## Task
Set down, without alteration, the lines from the one that contains "Q: For every instance of the plate" through the final line of the material below.
** BEGIN **
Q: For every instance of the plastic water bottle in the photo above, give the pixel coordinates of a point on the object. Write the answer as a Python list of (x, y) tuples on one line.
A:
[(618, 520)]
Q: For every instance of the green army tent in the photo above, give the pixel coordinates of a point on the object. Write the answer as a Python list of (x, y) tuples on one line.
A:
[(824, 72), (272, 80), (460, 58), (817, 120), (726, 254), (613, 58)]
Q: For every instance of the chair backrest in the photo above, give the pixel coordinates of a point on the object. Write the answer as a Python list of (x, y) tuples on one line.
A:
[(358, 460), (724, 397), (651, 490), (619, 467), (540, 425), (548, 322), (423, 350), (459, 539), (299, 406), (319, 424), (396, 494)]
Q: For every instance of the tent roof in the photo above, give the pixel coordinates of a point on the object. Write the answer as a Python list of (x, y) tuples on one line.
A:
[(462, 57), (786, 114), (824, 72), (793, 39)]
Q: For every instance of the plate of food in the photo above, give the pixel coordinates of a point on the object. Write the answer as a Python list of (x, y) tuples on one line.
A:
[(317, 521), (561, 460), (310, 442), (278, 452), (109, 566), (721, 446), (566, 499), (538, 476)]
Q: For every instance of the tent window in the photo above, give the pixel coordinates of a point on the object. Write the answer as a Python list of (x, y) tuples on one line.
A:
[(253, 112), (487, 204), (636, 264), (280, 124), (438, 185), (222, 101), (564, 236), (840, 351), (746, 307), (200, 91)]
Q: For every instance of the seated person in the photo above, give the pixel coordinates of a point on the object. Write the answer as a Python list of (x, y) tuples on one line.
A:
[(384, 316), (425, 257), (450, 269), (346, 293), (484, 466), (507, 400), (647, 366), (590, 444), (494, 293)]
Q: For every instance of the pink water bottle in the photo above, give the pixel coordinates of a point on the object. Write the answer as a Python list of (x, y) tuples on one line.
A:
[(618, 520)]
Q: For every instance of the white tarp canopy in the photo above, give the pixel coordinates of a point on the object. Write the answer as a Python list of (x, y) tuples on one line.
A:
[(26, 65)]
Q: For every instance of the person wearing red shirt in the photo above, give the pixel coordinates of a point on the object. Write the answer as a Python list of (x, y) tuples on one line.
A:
** END **
## Result
Q: For every instance of the plate of food in the photo above, give the pixel coordinates of a point on the object. Write the answer as a Python list of (x, y) tuples on one line.
A:
[(317, 521), (561, 460), (310, 442), (278, 452), (109, 566), (721, 446), (566, 499), (538, 476)]
Q: For every instance of the tent window in the photo above, give the pixel coordinates of a point on the object. Write the answer as a Python list of (x, y) tuples on one line.
A:
[(253, 112), (487, 204), (636, 264), (280, 124), (438, 185), (222, 101), (564, 236), (840, 351), (746, 307), (200, 91)]
Q: For every instance of the seated person in the photo above, give the pixel coordinates of a point on the object. Write the answer as a Python list of (x, y) tuples on one line.
A:
[(384, 316), (425, 257), (450, 269), (346, 293), (484, 466), (507, 400), (647, 366), (590, 444), (494, 293)]
Q: For every instance of the pink water bottle in the photo above, give the pixel coordinates of a point on the object. Write the answer as a Python list of (x, y) tuples on one line.
A:
[(618, 520)]
Q: For every instance of the white tarp canopy in the photo above, give the pixel coordinates of a point on the object. Write the answer as a Python list of (x, y) tuples on one line.
A:
[(26, 65)]
Q: For every instance of the person wearing red shirt in the photo above, give the pixel coordinates of a point on the object. Write the answer as a Python list of (x, y) tuples on one line.
A:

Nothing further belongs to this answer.